### Written request 1:
From the post on the gathering storm, copy the passage starting at "It is the same" and ending at "is held in.".
### Written request 2:
Answer these questions from the post on the gathering storm:
(a) Which company does the writer say is rising like a rocket?
(b) What does the writer say is still at the center of the storm?
(c) The writer calls it the same storm as in which year?

### Excerpt:
[Start]

The Gathering Storm – Part 1

Sorry for the silence but there is so much to read, things breaking so thick and fast, that it seems unwise to rush to judgement.  So consider this just a dispatch from the storm front.

Any of you who have been watching the gyrations of the markets over the last week will have seen, as I have, the warning gusts that precede an approaching storm.  Stocks surging up and plunging down. Apple, riding waves of turbulence up, down and up again.  Netflix, rising like a rocket, propelled faster and faster until it reaches, as it must, its parabolic moment of stillness before its fall.  Fools see only the upswings and seem blind to the significance of the down blasts.

This isn’t recovery. This is the in-rushing, gathering of opposing forces into what is going to be a vicious thunderhead of social, financial and legal violence.  I truly believe the storm is now above us, still growing, threatening and darkening.

It is the same storm as in ’08. It has gathered again, because we have let it.

The centre of it, is STILL, U.S. mortgage backed securities.  NOTHING has been done about them.  And nothing has been done, because they are the currency that the immense debt-denominated wealth of our rulers is held in.

The actions taken in the last two years have NOT been primarily about recovery.  They have been first and foremost, about protecting, not just the treasure hoard of debt backed wealth itself, but much more importantly, it has been about vociferously defending the legitimacy of the financial system that is based on , creates and is made all powerful by, debt backed securitized wealth.

[End]

### Available data:
[Start]

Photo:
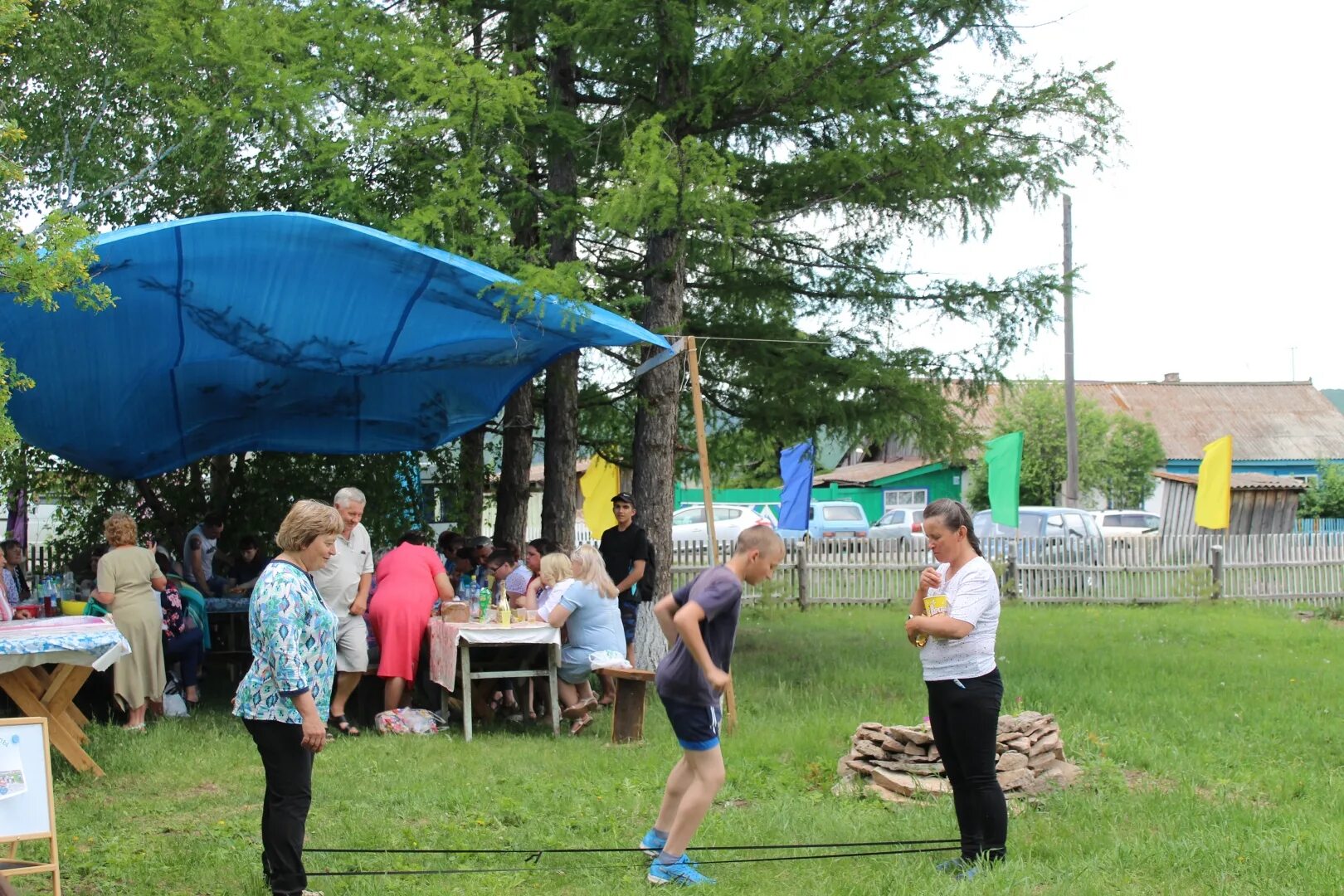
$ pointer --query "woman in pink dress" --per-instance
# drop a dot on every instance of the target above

[End]

### Written reply 1:
It is the same storm as in ’08. It has gathered again, because we have let it.

The centre of it, is STILL, U.S. mortgage backed securities.  NOTHING has been done about them.  And nothing has been done, because they are the currency that the immense debt-denominated wealth of our rulers is held in.

### Written reply 2:
(a) Netflix
(b) U.S. mortgage backed securities
(c) ’08